Task statement: Reproduce word for word the lines of the listing below, from the line containing "Detect: gravel roadbed" up to and including the line containing "[132,546,273,700]".

─── Records for the task ───

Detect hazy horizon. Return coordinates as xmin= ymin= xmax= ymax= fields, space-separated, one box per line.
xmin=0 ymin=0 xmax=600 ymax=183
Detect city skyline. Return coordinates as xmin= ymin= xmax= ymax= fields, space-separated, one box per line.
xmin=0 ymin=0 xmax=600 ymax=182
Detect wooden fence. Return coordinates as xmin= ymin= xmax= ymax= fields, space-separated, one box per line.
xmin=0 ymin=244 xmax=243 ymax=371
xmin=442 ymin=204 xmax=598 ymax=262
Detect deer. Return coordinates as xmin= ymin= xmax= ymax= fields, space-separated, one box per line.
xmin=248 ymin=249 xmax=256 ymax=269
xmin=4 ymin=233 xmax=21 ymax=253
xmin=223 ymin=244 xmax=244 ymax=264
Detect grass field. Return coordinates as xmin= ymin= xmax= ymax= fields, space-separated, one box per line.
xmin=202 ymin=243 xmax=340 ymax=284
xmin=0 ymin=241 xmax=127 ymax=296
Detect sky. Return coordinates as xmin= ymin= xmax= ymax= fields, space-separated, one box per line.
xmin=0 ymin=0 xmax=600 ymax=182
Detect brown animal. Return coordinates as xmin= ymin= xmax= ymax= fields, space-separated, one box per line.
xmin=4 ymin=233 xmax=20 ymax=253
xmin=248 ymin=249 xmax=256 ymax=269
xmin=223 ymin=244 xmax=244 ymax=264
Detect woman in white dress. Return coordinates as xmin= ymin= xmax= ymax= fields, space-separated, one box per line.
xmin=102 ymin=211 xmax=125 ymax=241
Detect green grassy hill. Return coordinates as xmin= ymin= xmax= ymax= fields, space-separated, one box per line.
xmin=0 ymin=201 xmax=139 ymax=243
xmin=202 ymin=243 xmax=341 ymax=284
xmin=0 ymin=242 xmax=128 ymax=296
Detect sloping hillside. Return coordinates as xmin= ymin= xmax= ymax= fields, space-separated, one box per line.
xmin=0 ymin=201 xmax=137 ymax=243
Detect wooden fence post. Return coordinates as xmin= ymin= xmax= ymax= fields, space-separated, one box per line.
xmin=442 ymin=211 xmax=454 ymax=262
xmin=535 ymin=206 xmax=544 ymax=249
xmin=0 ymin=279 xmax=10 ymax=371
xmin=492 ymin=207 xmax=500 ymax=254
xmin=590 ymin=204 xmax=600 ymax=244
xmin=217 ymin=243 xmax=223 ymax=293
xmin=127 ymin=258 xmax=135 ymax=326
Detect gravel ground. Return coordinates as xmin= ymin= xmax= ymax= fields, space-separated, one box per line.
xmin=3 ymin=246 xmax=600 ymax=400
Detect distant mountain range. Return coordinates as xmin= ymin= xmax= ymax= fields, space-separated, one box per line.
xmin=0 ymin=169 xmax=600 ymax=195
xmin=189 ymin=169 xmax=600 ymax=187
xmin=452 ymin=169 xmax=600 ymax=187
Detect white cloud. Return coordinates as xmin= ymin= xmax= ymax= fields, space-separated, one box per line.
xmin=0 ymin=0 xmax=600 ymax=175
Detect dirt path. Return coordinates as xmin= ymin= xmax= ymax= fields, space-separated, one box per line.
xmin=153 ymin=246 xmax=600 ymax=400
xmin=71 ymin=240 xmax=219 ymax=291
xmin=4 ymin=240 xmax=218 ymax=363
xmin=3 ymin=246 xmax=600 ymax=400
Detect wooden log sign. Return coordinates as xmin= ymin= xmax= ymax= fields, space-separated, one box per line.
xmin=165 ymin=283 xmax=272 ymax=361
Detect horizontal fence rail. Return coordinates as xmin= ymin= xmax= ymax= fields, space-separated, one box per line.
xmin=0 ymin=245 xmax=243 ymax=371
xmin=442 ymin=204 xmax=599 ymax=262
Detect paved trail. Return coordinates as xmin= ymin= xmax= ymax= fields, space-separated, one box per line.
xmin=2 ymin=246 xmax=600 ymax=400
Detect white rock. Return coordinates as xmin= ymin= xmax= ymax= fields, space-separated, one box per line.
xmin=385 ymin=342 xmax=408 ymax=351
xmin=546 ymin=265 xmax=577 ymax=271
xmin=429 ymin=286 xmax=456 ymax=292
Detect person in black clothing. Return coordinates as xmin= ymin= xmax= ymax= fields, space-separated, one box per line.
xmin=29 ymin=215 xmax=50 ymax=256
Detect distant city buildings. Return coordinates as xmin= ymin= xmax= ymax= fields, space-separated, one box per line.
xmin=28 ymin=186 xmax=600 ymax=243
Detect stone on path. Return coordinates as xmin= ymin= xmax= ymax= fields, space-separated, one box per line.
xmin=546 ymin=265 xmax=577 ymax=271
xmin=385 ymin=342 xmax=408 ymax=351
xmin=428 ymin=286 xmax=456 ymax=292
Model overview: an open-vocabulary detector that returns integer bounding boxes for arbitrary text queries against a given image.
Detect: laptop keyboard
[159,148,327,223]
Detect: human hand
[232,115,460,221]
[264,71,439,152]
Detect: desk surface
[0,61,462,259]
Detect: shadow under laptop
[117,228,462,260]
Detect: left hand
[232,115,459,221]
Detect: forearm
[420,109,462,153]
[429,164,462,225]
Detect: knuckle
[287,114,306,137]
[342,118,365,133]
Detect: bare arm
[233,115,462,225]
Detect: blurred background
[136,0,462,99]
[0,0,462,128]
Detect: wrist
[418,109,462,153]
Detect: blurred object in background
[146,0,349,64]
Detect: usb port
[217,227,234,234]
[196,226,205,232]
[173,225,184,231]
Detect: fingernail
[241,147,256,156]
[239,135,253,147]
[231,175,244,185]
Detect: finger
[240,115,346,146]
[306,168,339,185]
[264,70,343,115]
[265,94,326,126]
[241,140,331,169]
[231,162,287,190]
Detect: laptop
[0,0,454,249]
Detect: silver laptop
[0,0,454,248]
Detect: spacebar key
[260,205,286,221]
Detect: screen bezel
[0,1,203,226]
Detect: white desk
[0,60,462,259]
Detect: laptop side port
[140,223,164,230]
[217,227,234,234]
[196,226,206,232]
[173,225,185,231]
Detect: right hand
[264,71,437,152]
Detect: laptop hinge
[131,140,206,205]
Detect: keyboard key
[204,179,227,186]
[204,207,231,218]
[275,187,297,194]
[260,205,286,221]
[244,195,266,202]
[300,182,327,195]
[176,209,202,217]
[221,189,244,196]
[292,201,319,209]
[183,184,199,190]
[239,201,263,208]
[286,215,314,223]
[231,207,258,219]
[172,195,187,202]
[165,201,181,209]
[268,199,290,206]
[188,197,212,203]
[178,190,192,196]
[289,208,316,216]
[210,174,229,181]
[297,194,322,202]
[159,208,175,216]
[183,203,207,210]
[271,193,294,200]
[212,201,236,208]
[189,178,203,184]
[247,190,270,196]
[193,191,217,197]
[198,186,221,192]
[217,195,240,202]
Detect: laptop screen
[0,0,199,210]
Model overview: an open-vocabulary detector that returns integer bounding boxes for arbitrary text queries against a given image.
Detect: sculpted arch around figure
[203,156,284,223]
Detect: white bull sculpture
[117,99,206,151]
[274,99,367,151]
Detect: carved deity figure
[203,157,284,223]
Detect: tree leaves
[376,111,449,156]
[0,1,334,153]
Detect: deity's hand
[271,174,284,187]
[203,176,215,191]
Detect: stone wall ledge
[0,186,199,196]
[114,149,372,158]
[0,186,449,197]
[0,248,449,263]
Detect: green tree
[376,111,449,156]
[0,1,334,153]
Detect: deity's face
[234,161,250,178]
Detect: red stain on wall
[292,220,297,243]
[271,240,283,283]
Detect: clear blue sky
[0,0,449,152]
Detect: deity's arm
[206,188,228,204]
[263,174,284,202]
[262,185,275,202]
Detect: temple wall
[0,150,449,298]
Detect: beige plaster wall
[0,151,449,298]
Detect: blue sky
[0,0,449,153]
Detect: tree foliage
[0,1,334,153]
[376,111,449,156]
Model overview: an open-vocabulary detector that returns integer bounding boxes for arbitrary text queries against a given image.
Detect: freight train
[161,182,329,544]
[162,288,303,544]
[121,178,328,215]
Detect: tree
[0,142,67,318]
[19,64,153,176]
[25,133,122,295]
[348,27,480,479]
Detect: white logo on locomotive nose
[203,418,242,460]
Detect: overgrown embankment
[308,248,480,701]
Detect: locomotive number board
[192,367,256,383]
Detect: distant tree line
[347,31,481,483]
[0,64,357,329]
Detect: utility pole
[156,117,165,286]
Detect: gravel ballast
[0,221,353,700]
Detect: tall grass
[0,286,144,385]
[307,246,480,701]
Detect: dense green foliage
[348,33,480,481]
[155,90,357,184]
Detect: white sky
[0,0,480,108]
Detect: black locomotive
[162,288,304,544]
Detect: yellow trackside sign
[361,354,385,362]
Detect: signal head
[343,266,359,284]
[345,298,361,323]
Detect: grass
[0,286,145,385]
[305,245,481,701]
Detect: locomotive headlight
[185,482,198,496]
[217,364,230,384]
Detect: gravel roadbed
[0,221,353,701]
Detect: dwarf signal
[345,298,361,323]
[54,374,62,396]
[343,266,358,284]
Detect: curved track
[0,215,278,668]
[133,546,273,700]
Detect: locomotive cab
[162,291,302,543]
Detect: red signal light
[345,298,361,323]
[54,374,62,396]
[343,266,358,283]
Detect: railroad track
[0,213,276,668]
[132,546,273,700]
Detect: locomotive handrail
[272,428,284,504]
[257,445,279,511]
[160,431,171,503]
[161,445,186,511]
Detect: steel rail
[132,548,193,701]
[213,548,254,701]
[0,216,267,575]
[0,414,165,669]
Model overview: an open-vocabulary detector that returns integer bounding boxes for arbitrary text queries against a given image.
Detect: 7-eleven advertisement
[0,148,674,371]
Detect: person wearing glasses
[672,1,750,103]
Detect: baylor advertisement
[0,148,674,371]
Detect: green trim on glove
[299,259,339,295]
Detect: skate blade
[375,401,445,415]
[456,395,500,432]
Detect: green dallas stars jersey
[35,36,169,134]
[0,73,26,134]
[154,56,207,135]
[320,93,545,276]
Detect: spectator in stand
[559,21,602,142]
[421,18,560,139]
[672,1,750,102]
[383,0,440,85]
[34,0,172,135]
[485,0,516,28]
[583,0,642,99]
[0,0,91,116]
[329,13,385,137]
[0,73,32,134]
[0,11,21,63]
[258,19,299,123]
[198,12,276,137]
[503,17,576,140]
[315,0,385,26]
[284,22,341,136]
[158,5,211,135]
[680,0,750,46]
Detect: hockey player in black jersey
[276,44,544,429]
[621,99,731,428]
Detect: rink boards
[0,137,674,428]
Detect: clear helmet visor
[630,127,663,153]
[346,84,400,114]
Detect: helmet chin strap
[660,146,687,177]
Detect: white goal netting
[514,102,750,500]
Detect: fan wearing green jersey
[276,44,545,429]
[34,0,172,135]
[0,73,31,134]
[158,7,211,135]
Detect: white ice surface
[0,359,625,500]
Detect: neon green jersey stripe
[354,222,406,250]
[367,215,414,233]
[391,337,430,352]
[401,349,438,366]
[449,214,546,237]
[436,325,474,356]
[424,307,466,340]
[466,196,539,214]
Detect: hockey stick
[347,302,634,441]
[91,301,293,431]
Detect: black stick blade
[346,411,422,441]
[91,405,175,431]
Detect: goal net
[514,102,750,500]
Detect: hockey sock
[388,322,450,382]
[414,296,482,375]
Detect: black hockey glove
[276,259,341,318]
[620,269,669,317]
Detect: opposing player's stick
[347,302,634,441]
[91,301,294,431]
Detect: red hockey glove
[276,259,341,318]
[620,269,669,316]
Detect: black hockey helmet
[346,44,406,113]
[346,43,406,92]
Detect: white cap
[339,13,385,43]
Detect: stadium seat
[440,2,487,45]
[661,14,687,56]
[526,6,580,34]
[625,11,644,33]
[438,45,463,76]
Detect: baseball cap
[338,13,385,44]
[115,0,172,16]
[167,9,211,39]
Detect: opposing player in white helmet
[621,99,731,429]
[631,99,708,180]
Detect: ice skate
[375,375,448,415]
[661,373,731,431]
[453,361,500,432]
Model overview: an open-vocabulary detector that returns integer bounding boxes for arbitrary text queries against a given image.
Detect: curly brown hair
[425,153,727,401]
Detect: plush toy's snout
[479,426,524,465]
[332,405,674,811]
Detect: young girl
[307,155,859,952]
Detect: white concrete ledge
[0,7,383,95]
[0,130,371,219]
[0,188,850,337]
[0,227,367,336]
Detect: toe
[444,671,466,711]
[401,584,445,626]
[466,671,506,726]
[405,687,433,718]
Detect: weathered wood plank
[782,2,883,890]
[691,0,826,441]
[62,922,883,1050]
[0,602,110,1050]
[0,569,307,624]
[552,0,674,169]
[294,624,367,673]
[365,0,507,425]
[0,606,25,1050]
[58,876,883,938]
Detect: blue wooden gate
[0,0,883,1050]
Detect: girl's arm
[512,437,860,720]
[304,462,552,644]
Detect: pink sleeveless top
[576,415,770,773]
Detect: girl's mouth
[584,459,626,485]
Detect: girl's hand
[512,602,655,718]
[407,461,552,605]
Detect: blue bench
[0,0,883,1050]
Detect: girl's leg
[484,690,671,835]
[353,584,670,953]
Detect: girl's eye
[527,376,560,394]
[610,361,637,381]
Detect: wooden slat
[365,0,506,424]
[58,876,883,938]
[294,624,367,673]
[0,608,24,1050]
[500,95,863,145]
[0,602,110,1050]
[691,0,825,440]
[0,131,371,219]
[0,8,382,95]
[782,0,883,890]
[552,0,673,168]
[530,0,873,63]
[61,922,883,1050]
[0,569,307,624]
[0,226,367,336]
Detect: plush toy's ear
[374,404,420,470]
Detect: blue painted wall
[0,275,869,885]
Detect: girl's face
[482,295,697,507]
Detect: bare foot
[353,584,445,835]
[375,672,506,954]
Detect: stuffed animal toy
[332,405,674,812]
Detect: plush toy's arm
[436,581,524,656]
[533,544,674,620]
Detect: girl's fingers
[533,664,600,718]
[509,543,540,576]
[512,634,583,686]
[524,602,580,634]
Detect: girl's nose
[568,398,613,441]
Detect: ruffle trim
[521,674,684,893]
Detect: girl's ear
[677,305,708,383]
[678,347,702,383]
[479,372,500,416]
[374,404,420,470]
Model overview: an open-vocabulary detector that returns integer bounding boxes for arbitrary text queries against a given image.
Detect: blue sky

───

Answer in full:
Detect: gravel roadbed
[0,221,353,701]
Detect: dwarf signal
[345,298,361,323]
[54,374,62,396]
[343,266,358,284]
Detect: curved track
[0,215,278,668]
[133,546,273,700]
Detect: locomotive cab
[162,291,302,543]
Detect: red signal light
[345,298,361,323]
[54,374,62,396]
[343,266,358,283]
Detect: railroad track
[0,213,276,668]
[132,546,273,700]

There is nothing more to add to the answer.